START SUPPLIED PASSAGE

The Government is building a new hospital in Dunedin.
Find out more on the New Dunedin Hospital website
Dunedin Hospital redevelopment project
Final Detailed Business Case approved for New Dunedin Hospital
On 19 April 2021 Cabinet approved the final Detailed Business Case for the New Dunedin Hospital project at a total value of $1.47 billion.
The new hospital will be built in two stages:
- An Outpatient Building (planned to open in January 2025)
This will include ambulatory services, clinic rooms, day procedures and non-urgent radiology.
- An Inpatient Building (planned to open in April 2028)
This includes an emergency department, operating theatres and other services including a dedicated primary birthing unit.
The new hospital will include 421 beds, 16 theatres (expandable to 21 theatres) and 30 ICU or high dependency beds (expandable to 40) with the outpatient building supporting greater delivery of ambulatory care.
While the new hospital will be similar in size to the current hospital, the new hospital’s design and use of latest technology will mean greater efficiency, including patient flow around the hospital and better access to diagnostics and treatment spaces, reducing unnecessary delays.

END SUPPLIED PASSAGE

=== TASK ITEM A ===
In the New Dunedin Hospital text, when is the Inpatient Building planned to open?
=== TASK ITEM B ===
Resume the New Dunedin Hospital text after its last sentence, and keep to its formal register.

START RECORDED DATA

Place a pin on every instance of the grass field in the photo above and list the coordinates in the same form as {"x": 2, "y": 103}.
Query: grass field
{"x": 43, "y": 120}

END RECORDED DATA

=== ANSWER A ===
April 2028

=== ANSWER B ===
In addition to offering new, well designed, modern health care facilities, Dunedin’s economy will receive a massive boost as a result of this new hospital project, contributing an estimated $429 million GDP to the local economy. The build will employ thousands of construction workers over the lifetime of the project, with just under 1,000 full time equivalent jobs.
Design for the new hospital is progressing well and will incorporate technology and processes to improve efficiency, enhance patient and staff experience, increase pandemic readiness and benefit generations of people across the Southern region.
The New Dunedin Hospital project team, which includes clinicians, architects, designers, engineers and many other experts, is considering many improvements. An example of this is better ward design, including space for visiting whānau to stay, which will improve patient care experience which leads to improved recovery.